▶ What is needed
The required output is the exact sequence of lines from the line holding "Target: sandy soil" to the end of the records, inclusive.

◆ ◆ ◆ ◆ ◆

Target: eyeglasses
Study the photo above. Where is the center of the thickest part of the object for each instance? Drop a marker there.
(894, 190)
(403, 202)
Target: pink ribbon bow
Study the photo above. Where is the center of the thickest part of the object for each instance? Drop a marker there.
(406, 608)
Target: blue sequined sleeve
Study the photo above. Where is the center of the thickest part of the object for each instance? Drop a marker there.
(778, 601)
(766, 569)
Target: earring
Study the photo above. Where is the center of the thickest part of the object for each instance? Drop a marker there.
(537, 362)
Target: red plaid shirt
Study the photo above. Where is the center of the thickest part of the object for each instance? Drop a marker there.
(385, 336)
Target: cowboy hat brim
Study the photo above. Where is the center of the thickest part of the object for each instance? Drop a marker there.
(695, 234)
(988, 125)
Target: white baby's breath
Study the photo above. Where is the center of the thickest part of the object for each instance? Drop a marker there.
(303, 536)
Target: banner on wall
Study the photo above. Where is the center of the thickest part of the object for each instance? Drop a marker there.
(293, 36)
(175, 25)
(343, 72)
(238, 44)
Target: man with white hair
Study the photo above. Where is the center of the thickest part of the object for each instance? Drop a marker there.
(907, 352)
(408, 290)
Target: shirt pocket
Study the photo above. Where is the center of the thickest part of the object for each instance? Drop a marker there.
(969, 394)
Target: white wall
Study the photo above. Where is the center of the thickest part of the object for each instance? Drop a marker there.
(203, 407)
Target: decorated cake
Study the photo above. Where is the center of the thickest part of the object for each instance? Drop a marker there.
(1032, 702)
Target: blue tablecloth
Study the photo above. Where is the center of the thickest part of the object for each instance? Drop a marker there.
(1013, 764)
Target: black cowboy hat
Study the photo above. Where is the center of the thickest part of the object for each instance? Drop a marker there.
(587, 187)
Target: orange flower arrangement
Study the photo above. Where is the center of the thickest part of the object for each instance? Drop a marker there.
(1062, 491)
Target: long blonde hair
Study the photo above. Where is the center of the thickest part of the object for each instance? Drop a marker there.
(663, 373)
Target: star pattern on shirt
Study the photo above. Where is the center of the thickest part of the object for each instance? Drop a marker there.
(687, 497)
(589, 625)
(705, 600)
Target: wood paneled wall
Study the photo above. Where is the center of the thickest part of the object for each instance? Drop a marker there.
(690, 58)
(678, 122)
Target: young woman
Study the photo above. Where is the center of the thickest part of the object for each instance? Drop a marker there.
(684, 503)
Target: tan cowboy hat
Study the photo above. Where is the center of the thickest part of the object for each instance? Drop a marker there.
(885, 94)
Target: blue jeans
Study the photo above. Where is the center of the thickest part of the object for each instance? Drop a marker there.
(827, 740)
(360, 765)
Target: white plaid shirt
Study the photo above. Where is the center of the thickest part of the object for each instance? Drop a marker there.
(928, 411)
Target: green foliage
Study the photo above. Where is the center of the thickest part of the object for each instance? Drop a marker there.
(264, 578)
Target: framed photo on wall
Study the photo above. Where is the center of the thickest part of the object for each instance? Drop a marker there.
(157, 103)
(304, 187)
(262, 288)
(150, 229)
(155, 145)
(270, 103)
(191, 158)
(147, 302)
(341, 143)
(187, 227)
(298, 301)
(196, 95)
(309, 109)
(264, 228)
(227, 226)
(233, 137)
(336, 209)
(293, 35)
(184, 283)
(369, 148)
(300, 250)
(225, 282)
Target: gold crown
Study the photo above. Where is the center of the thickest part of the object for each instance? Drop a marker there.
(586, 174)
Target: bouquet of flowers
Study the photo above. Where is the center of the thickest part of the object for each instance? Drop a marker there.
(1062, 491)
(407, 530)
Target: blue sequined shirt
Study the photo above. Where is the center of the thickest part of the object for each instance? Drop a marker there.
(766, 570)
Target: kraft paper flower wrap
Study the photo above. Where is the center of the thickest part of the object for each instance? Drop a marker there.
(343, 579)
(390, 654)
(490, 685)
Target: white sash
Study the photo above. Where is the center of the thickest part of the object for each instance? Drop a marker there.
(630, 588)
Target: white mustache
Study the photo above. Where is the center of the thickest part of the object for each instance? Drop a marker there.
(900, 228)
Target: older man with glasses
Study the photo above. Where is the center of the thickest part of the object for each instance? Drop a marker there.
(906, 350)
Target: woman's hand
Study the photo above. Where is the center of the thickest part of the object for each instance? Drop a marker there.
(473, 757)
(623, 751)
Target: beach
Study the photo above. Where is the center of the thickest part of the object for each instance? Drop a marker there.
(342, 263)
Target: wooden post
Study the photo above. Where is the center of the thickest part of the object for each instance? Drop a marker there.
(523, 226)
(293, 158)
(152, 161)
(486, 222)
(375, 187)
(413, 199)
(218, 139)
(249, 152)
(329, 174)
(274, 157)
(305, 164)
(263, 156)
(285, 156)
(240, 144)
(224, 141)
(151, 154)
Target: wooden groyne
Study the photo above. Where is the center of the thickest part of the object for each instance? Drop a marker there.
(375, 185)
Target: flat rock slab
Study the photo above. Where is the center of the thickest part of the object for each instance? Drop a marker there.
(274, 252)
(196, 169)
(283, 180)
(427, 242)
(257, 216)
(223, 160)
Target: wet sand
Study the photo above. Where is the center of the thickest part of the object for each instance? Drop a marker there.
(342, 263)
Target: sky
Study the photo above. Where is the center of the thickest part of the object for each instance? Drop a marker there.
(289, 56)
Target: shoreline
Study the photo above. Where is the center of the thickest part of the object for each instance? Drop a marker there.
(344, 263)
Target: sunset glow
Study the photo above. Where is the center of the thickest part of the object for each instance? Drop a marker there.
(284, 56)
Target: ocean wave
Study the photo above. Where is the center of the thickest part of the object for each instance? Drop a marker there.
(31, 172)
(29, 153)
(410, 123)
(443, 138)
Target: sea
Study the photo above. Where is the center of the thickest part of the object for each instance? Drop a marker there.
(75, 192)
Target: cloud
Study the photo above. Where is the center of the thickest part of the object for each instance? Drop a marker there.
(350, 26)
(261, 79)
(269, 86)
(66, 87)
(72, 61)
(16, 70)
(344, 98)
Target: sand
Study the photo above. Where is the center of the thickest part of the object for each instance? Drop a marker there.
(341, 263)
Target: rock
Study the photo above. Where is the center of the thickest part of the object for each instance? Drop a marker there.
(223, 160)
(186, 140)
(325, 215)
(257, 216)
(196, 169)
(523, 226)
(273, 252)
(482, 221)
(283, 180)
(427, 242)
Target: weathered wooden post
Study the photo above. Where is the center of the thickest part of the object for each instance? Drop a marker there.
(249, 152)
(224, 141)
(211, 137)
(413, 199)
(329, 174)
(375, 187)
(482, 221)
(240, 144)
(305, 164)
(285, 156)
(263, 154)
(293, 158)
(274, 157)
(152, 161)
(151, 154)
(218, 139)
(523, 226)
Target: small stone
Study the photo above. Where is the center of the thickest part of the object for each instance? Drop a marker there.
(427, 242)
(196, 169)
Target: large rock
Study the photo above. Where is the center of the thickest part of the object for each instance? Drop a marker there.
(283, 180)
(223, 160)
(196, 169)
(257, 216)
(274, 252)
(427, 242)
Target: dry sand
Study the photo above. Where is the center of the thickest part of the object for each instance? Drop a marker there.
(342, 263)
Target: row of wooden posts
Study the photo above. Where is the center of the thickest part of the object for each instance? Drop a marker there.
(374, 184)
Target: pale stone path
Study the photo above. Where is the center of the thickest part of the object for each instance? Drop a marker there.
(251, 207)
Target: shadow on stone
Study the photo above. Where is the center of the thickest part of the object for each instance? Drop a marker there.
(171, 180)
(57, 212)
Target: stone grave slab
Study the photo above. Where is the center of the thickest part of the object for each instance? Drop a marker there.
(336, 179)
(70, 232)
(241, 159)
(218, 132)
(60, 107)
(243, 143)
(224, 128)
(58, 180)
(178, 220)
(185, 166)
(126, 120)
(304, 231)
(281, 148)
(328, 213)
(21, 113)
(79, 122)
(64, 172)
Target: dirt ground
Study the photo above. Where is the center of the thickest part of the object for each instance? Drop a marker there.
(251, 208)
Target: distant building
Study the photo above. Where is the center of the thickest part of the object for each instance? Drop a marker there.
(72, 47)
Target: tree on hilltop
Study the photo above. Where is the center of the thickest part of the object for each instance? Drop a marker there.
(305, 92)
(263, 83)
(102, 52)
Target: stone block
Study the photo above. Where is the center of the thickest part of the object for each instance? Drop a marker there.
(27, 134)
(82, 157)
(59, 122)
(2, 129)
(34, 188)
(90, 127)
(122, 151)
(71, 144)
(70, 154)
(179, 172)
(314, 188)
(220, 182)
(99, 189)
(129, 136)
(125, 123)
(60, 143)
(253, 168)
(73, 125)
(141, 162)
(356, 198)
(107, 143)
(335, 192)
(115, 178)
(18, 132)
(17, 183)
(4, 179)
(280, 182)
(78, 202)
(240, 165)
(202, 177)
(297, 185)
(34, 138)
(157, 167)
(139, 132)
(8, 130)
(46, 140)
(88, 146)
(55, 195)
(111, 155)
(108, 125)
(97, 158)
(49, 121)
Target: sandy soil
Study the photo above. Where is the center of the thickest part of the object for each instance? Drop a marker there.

◆ ◆ ◆ ◆ ◆

▶ The solution
Target: sandy soil
Study the photo above. Where is the center of the thickest part of the object for each instance? Drop a marker there.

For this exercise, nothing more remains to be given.